▶ Exercise details
Your task is to transcribe the records exactly, skipping every image.

________

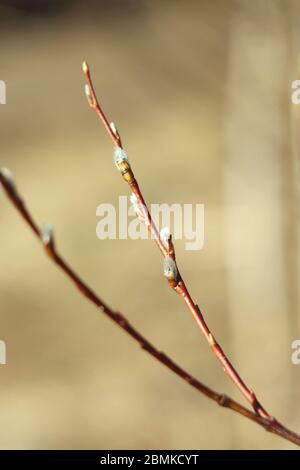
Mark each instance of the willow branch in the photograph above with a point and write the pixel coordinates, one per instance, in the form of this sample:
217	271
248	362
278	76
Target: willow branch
45	235
166	247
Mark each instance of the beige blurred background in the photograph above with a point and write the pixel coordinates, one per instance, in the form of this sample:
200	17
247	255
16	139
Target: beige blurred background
200	91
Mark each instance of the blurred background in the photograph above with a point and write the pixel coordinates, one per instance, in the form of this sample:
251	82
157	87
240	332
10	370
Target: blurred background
201	93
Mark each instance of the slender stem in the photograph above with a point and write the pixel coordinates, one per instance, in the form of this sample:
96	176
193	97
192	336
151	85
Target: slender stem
179	287
221	399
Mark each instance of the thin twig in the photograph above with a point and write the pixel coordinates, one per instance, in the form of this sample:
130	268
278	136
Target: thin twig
172	272
45	235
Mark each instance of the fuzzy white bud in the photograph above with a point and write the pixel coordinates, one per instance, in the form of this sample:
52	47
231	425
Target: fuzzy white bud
165	236
170	269
87	91
120	156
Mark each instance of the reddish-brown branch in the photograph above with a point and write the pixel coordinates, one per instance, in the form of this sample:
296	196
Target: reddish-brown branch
270	425
177	284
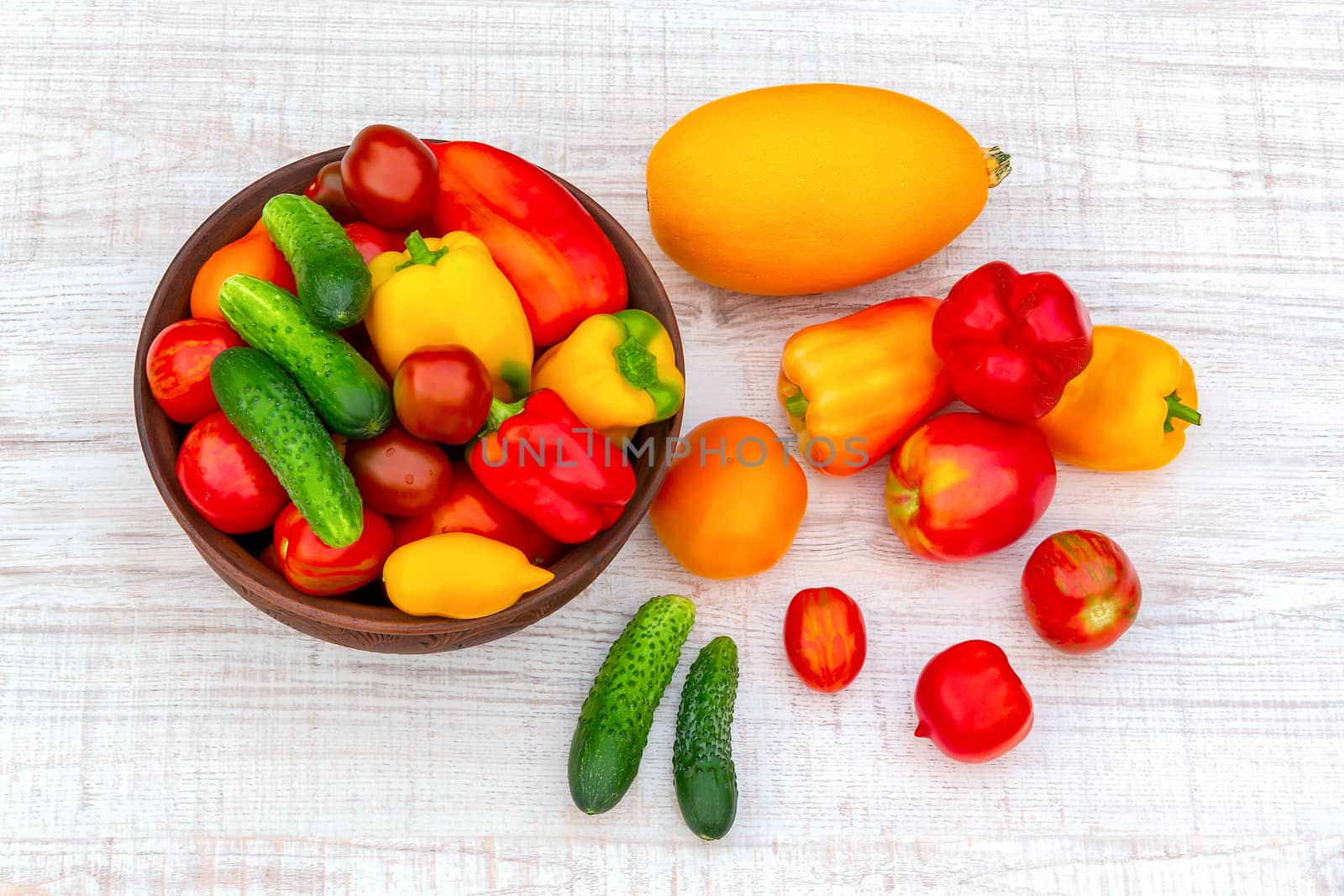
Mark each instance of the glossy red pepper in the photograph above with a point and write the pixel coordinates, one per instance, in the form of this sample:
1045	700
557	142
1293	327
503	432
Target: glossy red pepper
1012	342
561	264
971	703
468	506
542	461
373	241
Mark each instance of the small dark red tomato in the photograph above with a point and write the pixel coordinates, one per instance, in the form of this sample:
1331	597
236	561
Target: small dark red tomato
328	192
373	241
178	365
443	392
315	569
1081	591
226	479
971	703
824	638
390	176
398	473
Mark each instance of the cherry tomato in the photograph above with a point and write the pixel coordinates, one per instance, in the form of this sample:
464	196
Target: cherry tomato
971	703
824	638
328	192
398	473
468	506
226	479
732	506
315	569
253	254
178	367
373	241
390	176
443	392
1081	591
964	485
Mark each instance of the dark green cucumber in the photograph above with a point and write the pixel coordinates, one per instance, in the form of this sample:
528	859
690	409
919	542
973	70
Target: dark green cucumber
615	723
702	757
270	411
333	282
349	396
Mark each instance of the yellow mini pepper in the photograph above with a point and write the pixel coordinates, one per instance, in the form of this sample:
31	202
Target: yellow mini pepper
448	291
459	575
616	372
1129	407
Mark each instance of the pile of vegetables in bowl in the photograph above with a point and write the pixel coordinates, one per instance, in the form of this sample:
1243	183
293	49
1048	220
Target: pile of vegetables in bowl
410	369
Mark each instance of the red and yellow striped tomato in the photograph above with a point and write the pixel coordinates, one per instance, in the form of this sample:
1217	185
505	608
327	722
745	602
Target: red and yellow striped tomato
824	638
315	569
964	485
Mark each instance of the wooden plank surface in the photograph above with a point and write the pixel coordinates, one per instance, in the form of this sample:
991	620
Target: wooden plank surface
1178	165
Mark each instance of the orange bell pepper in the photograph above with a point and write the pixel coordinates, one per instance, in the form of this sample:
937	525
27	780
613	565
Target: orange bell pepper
1129	409
853	387
253	253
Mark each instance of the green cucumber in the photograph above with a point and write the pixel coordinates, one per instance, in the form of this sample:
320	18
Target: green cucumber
269	410
702	758
333	282
349	396
615	723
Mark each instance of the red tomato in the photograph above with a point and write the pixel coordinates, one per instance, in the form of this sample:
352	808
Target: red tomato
390	176
443	392
328	192
964	485
226	479
373	241
1081	591
468	506
398	473
315	569
178	367
971	703
824	638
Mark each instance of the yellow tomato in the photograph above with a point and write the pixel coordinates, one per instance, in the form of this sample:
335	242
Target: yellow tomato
732	503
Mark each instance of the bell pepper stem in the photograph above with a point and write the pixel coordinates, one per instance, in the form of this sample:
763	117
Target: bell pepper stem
998	164
636	363
1175	410
499	412
796	405
420	253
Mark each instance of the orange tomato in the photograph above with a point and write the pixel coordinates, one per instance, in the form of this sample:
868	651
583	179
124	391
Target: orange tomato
732	500
253	254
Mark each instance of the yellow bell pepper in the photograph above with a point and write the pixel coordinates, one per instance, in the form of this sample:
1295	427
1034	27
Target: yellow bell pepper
1129	407
616	372
448	291
459	575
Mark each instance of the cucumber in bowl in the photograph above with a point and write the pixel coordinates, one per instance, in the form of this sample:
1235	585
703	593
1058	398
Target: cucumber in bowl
349	396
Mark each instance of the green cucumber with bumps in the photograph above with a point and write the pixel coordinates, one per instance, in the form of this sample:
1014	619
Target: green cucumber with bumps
270	411
349	396
333	278
702	757
615	723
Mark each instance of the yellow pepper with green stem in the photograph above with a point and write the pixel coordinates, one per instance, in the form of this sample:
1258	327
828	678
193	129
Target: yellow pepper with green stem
448	291
1129	407
616	372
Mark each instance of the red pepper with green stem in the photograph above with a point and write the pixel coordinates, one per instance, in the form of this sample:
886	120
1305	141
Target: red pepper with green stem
543	463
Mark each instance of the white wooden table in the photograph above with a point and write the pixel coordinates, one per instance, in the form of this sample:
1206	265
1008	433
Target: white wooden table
1179	168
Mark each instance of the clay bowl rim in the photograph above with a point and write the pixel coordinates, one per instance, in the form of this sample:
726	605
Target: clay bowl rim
575	571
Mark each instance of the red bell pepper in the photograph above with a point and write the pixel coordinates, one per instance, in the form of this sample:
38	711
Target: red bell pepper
1012	342
541	459
373	241
468	506
561	264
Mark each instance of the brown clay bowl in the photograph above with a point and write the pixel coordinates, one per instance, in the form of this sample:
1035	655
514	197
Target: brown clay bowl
365	620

________

▶ Exercise solution
Mark each instance of the willow branch in the photograph above with a point and write the pixel coordinates, one per instance, in the form of this sample:
217	271
248	362
278	76
Target: willow branch
45	235
166	247
Mark each instance of the beige blurred background in the photograph above with a point and write the pixel coordinates, one per instance, in the form of this sample:
200	17
247	255
16	139
Target: beige blurred background
200	91
Mark each instance of the blurred background in the photograph above with a point and write the pixel coordinates, one per instance, in the form of this sample:
251	82
157	87
240	332
10	370
Target: blurred background
201	93
Mark each instance of the slender stem in the photograph above with a point and write the pixel coordinates, one per instance, in the form of this sample:
96	176
193	97
192	336
151	85
Target: slender stem
179	287
221	399
Mark each instance of the thin twig in the photograph above with a point and write the pixel coordinates, one per instance, in the form of this sample:
130	268
278	136
Target: thin twig
172	272
45	235
Mark each instance of the fuzzy white bud in the photograph above with a point and write the pixel coordinates, one per instance, in the form of this sample:
52	47
231	425
Target: fuzzy white bud
165	236
170	269
87	91
120	156
Mark each instance of the reddish-brown branch in the photograph above with a point and write the pixel coordinates, one per instance, in the form of this sample:
296	196
Target: reddish-brown branch
270	425
177	284
Mark each instance of the glossy red pepper in the photograph above with a point and write the pixel coordinates, one per instance, in the form of this sample:
1045	700
557	142
1293	327
503	432
Target: glossy red pepper
1012	342
561	264
971	703
468	506
542	461
373	241
Mark each instance of the small dark red tomato in the photograph above with a point and write the pixel coordinates, one per instance, in the form of this sample:
1331	597
236	561
Target: small dark red tomato
328	192
373	241
178	365
443	392
315	569
1081	591
226	479
971	703
824	638
390	176
398	473
Mark each instance of the cherry tomato in the photograph above with a point and write the pixel coordinates, one per instance, in the form of this sample:
464	196
Target: cherry tomato
971	703
824	638
328	192
398	473
468	506
226	479
732	506
315	569
253	254
178	367
373	241
390	176
443	392
1081	591
964	485
Mark each instance of the dark green cucumber in the photograph above with a point and write the pixel coordinates, one per instance, in the form of this sample:
528	859
690	409
919	542
973	70
Target: dark green cucumber
615	723
702	757
270	411
333	282
349	396
Mark each instance of the yellow mini pepper in the photograph above with a point and write the pixel coordinates, one per instance, in the form of this sample:
31	202
Target: yellow mini pepper
448	291
459	575
616	372
1129	407
Mark each instance of the pile of vegetables in bowl in the photograph above with a point and write the pixel coordinates, one per instance, in the form of this sample:
1243	183
293	49
1048	220
Target: pile of vegetables in bowl
410	369
Mark each instance of the red and yellow striped tomato in the photograph above with a point and write the pixel coordinates, one per instance, in the form of this sample:
1217	185
505	608
327	722
745	602
Target: red and yellow striped tomato
824	638
315	569
964	485
Mark each instance of the wooden plank surface in the photograph above with a point and write the pixel coordinates, one per instance, in the form of this sample:
991	620
Target: wooden plank surface
1178	165
Mark each instance of the orange bell pepper in the photograph above with a point and write the pixel coordinates, one per instance, in the form of this sample:
937	525
27	780
613	565
Target: orange bell pepper
1129	409
853	387
253	253
Mark each instance of the green cucumber in the photograph above with a point and write the pixel coordinates, one per instance, in the form of this sample:
320	18
Target: green cucumber
269	410
702	758
333	282
349	396
615	723
Mark each instance of the red tomato in the photograph above with a point and write the pixel coordinates, one per instance, in the form of this sample:
352	808
Target: red tomato
390	176
443	392
328	192
964	485
226	479
373	241
1081	591
468	506
398	473
315	569
178	367
971	703
824	638
Mark each instance of the yellow tomato in the photograph above with a point and write the pixel coordinates, one per instance, in the form of this sample:
335	242
Target: yellow tomato
732	503
Mark each instance of the bell pepper stem in the photograph above with a point and write the pixel coordinates, one per instance, in the form of this sample:
763	117
Target: bell pepper stem
998	164
636	363
1175	410
499	412
796	405
420	253
Mark each instance of the orange tomato in the photograph above with a point and write the pixel coordinates, one per instance, in the form of this sample:
868	651
583	179
124	391
Target: orange tomato
732	500
253	254
Mark each instance of the yellow bell pepper in the photograph above with a point and write the pixel coordinates, one per instance, in the form of this sample:
1295	427
1034	27
Target: yellow bell pepper
1129	407
616	372
448	291
459	575
Mark each instance of the cucumber in bowl in the photograph above with a point and write the pixel coordinates, one per instance, in the form of this sample:
1235	585
703	593
1058	398
Target: cucumber in bowl
349	396
Mark each instance of the green cucumber with bumps in the photograph above with a point and write the pixel coordinates, one per instance, in the form of this sample:
1014	619
Target: green cucumber with bumps
270	411
349	396
333	278
702	757
615	723
Mark each instance of the yellow pepper with green stem in the photograph above with a point and write the pixel coordinates, one per instance, in the form of this sample:
1258	327
828	678
193	129
Target: yellow pepper with green stem
448	291
1129	407
616	372
Mark each instance of the red pepper with green stem in the photograph above with a point and write the pixel coordinates, one per instance, in the form of this sample:
886	120
1305	141
Target: red pepper with green stem
543	463
Mark each instance of the white wooden table in the photograph above with a point and write the pixel coordinates, one per instance, in the form of this sample:
1206	265
1008	433
Target: white wooden table
1179	168
Mark each instance of the clay bowl rim in the photograph above with a point and write the pixel coordinates, one per instance, in the form of this sample:
726	605
Target: clay bowl rim
575	571
Mark each instance of the red bell pepper in the photograph above with a point and write the pixel coordinates, one per instance, in the form of this sample:
38	711
Target: red bell pepper
1012	342
541	459
373	241
468	506
561	264
Mark each instance of the brown clay bowl in the photograph above with a point and write the pixel coordinates, one per instance, in the form of this sample:
1035	655
514	197
Target: brown clay bowl
365	620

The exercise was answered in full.